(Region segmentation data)
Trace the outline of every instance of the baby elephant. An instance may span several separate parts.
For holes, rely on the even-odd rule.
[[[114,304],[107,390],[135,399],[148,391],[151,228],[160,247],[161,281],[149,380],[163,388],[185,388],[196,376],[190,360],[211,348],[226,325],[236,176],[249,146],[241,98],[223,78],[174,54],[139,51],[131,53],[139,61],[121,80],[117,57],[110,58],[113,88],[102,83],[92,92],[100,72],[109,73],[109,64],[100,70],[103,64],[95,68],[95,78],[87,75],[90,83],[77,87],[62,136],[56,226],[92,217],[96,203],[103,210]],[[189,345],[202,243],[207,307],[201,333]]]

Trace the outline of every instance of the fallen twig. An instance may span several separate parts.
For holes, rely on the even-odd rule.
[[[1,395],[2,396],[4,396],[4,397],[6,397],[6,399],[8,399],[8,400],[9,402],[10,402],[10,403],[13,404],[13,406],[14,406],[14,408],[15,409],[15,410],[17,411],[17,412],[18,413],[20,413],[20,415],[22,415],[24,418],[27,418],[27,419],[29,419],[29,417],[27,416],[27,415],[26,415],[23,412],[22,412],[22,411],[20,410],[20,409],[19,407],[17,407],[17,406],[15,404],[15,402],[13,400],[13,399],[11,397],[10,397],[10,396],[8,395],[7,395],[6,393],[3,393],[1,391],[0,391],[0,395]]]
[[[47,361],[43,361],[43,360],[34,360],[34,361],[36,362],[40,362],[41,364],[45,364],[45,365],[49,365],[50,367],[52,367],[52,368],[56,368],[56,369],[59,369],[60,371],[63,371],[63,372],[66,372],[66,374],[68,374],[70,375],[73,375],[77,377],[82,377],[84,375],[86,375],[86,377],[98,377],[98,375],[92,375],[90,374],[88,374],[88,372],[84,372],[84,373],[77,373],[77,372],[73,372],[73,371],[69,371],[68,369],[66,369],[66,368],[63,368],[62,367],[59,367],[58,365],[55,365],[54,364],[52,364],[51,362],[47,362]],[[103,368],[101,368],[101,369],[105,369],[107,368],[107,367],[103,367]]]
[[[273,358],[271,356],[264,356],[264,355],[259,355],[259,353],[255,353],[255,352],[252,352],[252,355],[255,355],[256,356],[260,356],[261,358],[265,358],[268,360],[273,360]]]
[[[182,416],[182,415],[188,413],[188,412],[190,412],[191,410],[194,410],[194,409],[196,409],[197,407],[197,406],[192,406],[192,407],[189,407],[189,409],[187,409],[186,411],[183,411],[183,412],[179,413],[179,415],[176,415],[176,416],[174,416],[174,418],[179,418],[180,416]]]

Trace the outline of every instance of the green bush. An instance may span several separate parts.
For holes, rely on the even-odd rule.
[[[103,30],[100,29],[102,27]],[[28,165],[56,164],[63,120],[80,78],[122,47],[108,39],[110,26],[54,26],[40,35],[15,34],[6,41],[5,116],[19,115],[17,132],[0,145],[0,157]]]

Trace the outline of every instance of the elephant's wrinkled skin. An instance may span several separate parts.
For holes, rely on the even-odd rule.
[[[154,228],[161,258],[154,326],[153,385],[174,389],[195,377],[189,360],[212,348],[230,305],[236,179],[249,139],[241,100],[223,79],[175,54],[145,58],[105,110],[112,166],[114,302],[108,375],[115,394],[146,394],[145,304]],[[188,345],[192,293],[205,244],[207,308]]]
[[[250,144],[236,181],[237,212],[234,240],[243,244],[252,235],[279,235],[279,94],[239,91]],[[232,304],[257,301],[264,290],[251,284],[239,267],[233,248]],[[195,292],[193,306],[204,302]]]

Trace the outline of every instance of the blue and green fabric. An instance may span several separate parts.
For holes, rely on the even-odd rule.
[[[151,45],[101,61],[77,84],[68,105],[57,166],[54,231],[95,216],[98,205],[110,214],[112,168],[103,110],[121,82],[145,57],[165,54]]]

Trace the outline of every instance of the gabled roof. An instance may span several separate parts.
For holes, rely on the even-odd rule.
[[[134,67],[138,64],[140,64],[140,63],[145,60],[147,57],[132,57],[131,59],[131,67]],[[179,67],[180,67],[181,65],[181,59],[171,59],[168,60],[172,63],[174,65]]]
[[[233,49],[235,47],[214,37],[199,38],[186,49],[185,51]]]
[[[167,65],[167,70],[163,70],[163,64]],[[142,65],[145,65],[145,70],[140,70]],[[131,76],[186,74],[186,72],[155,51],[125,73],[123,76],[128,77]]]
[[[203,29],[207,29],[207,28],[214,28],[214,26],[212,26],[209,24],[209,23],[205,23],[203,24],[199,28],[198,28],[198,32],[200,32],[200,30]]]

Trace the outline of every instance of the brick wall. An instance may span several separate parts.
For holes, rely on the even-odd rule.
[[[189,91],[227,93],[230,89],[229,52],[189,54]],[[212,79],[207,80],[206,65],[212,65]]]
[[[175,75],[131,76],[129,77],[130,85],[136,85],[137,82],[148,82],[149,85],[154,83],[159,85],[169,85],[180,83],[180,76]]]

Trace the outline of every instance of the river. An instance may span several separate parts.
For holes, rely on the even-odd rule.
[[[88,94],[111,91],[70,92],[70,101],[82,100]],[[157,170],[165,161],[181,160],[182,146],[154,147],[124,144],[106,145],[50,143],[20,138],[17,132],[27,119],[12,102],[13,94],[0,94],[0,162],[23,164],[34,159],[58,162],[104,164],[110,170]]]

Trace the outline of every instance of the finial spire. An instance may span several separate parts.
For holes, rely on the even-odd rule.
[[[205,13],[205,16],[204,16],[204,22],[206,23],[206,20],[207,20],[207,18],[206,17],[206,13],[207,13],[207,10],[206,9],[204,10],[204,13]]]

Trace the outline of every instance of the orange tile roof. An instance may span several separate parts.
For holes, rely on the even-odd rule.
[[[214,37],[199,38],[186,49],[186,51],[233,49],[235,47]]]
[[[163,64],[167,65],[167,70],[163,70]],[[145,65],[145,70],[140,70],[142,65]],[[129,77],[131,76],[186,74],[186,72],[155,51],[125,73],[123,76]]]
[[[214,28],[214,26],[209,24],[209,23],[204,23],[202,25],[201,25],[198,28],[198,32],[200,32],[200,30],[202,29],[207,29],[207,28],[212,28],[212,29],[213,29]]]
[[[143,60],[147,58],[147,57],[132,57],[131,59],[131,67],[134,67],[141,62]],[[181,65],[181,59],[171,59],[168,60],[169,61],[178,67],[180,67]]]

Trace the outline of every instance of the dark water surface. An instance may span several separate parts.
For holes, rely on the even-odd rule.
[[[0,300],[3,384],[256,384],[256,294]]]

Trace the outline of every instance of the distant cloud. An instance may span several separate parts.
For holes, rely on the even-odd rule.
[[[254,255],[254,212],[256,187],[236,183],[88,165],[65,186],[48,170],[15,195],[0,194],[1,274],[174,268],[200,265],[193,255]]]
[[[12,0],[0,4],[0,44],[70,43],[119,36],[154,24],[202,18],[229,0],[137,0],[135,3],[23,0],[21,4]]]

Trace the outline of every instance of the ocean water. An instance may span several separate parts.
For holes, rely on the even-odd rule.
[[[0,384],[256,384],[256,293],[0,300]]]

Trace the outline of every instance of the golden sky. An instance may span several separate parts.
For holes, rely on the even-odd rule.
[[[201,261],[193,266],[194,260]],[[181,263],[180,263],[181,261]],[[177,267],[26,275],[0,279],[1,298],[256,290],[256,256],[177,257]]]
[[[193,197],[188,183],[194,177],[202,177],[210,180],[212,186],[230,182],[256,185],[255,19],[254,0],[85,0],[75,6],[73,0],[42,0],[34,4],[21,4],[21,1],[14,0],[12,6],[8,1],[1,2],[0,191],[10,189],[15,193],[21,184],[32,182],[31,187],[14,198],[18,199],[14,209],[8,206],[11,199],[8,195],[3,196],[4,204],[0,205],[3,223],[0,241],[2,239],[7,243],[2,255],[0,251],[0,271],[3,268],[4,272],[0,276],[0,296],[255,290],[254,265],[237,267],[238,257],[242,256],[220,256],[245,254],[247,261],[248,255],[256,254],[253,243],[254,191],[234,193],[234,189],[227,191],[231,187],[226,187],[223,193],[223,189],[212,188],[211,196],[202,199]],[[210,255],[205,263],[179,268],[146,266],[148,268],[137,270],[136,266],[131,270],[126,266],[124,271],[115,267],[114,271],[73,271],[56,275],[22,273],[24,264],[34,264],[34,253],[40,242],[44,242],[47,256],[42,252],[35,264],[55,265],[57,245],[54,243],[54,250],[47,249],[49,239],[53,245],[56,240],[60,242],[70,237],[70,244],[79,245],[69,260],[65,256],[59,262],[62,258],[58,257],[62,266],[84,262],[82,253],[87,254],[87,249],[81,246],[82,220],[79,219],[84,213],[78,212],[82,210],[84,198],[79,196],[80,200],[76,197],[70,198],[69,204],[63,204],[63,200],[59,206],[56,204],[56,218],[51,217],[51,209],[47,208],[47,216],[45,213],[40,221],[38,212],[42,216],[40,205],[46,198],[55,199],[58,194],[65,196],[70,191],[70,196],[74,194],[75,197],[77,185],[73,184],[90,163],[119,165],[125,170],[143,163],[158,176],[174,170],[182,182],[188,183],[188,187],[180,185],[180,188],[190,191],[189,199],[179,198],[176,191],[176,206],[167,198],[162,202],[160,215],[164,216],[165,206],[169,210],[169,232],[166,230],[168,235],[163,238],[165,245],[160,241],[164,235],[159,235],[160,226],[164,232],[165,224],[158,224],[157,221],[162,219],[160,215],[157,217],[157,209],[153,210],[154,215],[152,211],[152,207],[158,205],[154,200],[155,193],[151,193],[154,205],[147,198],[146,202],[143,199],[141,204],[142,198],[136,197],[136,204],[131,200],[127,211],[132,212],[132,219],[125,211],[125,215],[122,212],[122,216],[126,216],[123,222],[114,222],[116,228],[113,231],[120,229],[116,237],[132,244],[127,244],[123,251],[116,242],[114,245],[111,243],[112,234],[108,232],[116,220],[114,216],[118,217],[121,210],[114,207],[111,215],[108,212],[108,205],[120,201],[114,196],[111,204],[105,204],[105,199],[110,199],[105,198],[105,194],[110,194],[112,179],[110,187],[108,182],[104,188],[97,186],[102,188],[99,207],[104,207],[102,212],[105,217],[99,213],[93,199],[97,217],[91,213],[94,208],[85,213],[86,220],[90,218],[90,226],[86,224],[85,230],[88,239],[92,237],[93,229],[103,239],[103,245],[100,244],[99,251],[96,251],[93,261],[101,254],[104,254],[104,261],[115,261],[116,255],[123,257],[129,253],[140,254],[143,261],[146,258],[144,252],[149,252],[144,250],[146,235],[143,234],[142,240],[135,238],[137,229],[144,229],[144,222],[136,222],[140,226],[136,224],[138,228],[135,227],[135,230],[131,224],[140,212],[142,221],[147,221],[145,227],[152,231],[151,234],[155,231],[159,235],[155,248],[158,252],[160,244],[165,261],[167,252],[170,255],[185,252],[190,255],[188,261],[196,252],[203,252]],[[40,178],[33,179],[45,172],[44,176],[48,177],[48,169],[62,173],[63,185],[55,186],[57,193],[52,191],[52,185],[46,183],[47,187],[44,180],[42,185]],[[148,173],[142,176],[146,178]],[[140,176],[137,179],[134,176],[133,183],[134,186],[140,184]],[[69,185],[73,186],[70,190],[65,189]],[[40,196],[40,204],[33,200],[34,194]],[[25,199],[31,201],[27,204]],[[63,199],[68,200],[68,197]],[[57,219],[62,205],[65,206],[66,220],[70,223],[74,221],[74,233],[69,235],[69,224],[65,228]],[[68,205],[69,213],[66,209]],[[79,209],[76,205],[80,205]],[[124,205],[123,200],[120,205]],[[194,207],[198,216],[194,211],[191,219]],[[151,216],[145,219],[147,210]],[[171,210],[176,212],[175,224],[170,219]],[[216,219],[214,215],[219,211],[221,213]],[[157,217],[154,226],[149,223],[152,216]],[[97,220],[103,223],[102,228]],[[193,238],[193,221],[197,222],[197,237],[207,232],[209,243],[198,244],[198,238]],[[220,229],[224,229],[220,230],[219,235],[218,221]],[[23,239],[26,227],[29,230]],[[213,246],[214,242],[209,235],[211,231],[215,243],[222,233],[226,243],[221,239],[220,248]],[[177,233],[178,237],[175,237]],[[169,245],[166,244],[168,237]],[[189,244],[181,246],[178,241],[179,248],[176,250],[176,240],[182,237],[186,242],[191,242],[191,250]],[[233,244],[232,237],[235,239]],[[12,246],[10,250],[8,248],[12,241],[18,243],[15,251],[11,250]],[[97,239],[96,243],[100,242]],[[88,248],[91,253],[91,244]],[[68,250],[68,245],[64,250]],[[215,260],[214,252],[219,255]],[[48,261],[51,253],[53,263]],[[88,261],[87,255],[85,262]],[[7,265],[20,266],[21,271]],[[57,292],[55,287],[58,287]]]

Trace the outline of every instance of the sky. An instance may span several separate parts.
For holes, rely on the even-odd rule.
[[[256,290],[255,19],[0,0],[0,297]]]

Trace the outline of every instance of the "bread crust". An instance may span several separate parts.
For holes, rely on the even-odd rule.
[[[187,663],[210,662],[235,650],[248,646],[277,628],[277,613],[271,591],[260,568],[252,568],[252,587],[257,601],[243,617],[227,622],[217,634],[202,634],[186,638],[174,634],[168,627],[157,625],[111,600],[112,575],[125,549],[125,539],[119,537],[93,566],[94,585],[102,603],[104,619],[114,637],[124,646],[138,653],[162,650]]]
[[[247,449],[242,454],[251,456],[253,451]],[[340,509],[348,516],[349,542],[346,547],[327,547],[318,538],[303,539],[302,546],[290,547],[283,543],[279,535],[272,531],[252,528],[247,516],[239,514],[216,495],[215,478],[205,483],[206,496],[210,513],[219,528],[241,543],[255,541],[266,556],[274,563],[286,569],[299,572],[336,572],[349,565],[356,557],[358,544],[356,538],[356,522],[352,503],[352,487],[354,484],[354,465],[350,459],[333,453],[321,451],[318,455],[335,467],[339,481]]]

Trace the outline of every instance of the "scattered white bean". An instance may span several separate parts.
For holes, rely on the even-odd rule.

## Instruction
Identify every line in the rows above that contains the string "roof", and copy each of those lines.

## Solution
Trace the outline of every instance of the gabled roof. An instance may span several separate parts.
Trace the outline of every instance of the orange tile roof. An instance may span several separate parts.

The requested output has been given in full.